--- start SUPPLIED RECORDS ---

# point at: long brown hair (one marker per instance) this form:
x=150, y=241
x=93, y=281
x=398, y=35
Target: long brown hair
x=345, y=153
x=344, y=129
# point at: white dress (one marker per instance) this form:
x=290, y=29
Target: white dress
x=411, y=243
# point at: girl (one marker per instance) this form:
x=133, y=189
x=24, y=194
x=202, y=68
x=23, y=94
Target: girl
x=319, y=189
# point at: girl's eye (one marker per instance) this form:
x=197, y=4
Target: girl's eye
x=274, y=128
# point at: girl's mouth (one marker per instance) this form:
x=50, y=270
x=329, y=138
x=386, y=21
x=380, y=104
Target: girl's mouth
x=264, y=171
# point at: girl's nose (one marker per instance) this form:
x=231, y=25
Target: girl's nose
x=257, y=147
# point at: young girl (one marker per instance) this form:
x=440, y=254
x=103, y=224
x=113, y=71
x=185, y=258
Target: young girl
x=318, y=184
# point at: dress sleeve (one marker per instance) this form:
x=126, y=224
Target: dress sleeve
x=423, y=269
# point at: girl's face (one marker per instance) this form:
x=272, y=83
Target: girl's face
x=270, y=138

--- end SUPPLIED RECORDS ---
--- start SUPPLIED RECORDS ---

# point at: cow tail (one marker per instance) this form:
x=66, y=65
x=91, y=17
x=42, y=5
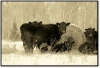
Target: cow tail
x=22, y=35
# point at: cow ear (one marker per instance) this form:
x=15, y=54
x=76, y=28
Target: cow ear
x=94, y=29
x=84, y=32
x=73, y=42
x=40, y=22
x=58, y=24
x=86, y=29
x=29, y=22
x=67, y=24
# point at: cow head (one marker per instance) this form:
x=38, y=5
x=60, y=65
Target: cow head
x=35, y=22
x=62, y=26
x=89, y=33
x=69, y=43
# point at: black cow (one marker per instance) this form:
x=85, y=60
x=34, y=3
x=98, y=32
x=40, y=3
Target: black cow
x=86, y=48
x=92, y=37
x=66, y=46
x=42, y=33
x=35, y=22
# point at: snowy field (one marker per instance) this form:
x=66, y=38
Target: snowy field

--- end SUPPLIED RECORDS ---
--- start SUPPLIED RECORDS ---

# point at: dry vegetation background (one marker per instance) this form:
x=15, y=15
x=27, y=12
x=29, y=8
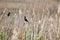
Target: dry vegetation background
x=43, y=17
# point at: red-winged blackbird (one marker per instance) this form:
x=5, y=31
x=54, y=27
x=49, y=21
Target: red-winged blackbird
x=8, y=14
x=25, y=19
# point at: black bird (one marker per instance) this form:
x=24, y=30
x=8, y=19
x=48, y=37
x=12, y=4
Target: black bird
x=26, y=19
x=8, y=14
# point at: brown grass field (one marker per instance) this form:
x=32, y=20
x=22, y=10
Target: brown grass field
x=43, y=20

--- end SUPPLIED RECORDS ---

PROMPT: Quote the stretch of the listing from the line containing "# point at: snowy" through the line containing "Target: snowy field", word for word.

EXERCISE ANSWER:
# point at: snowy field (one marker per instance) this form:
x=66, y=38
Target: snowy field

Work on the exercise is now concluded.